:: Task statement ::
Print out the material that follows word for word.

(Dataset records about object locations)

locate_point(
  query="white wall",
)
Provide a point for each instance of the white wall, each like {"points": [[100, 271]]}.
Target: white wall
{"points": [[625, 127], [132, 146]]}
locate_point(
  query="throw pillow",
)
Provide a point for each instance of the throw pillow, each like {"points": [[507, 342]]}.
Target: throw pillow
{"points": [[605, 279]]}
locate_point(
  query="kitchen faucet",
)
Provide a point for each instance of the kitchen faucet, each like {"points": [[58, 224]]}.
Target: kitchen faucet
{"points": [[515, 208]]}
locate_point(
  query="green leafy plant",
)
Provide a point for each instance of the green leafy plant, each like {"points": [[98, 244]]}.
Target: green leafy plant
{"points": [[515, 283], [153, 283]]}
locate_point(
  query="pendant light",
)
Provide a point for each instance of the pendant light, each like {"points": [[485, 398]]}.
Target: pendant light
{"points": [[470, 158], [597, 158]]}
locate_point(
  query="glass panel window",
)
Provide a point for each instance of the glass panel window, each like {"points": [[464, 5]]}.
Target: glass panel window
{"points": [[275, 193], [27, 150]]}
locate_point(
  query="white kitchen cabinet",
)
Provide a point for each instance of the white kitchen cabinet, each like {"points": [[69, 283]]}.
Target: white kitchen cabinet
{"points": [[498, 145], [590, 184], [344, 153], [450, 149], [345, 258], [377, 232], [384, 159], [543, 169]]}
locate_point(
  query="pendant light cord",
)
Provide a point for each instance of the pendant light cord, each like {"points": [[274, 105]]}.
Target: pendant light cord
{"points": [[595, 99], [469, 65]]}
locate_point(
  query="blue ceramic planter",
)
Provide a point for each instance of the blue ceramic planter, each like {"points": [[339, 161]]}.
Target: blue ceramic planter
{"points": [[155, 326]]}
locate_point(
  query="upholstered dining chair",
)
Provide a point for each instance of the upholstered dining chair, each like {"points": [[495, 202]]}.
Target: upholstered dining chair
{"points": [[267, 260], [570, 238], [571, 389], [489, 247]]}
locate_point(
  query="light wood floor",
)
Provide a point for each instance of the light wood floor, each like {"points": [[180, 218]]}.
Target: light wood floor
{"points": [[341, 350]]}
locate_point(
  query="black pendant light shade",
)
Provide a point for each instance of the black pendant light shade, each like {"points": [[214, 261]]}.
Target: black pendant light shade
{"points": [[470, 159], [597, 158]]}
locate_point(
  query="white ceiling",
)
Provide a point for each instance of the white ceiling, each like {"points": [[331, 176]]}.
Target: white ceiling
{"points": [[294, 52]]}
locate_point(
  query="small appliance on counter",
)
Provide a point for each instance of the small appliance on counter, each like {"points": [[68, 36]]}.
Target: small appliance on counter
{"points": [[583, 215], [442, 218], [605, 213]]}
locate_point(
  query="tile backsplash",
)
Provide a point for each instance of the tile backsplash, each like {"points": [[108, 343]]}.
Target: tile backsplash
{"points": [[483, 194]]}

:: Output of the task ::
locate_point(
  query="white wall",
)
Provide a point for each instance of the white wall, each like {"points": [[100, 271]]}.
Target: white wall
{"points": [[625, 127], [132, 146]]}
locate_point(
  query="throw pillow",
)
Provide a point for each instance of the throw pillow, each like {"points": [[507, 342]]}.
Target: throw pillow
{"points": [[605, 279]]}
locate_point(
  query="kitchen faucet",
)
Provide a point for each instance of the kitchen faucet, each like {"points": [[58, 224]]}.
Target: kitchen faucet
{"points": [[515, 208]]}
locate_point(
  query="green leafy plant",
)
Provide a point for each instance of the green leafy plant, each like {"points": [[98, 244]]}.
Target: green leafy plant
{"points": [[515, 283], [153, 283]]}
locate_point(
  query="pendant light",
)
Provide a point for each instance of the pendant light, each like {"points": [[485, 398]]}.
Target: pendant light
{"points": [[470, 158], [597, 158]]}
locate_point(
  query="glass panel window",
)
Provide a point for each instance of the glass panel window, each like {"points": [[464, 5]]}.
Target: glass panel window
{"points": [[275, 193], [27, 150]]}
locate_point(
  query="white kitchen cabinet",
)
Provide a point for each instance of the white kitchen cabinet, each like {"points": [[69, 283]]}.
Target: white kitchen cabinet
{"points": [[498, 145], [590, 184], [344, 153], [450, 149], [345, 258], [377, 232], [384, 159], [543, 169]]}
locate_point(
  query="pendant light cord",
)
Provide a point for each instance of the pendant light cord, each like {"points": [[274, 105]]}.
Target: pendant light cord
{"points": [[595, 99], [469, 65]]}
locate_point(
  query="blue ceramic planter",
)
Provide a point for each instance of the blue ceramic planter, each like {"points": [[339, 161]]}.
Target: blue ceramic planter
{"points": [[155, 326]]}
locate_point(
  query="upholstered dining chair",
)
Provide a point for each instance of the upholstered dining chair, each like {"points": [[495, 202]]}.
Target: upholstered dining chair
{"points": [[267, 260], [570, 238], [571, 389], [489, 247]]}
locate_point(
  query="light wood floor",
)
Provide a point for each instance of the light wood floor, each like {"points": [[180, 218]]}.
Target: light wood floor
{"points": [[341, 350]]}
locate_point(
  query="black pendant light shade",
)
Provide a point for each instance of the black pendant light shade, each like {"points": [[214, 261]]}.
Target: black pendant light shade
{"points": [[470, 159], [597, 158]]}
locate_point(
  query="white ceiling",
)
Provide a point for each instance of the white ceiling, each like {"points": [[331, 176]]}.
Target: white ceiling
{"points": [[294, 52]]}
locate_point(
  query="small appliance on counter",
)
Provide a point for each instance of the small appliance on counter, each like {"points": [[68, 36]]}.
Target: small appliance on counter
{"points": [[583, 215], [442, 218], [605, 213]]}
locate_point(
  query="tile backsplash",
)
Provide a point for each instance of the tile backsplash, each like {"points": [[108, 343]]}.
Target: tile backsplash
{"points": [[483, 194]]}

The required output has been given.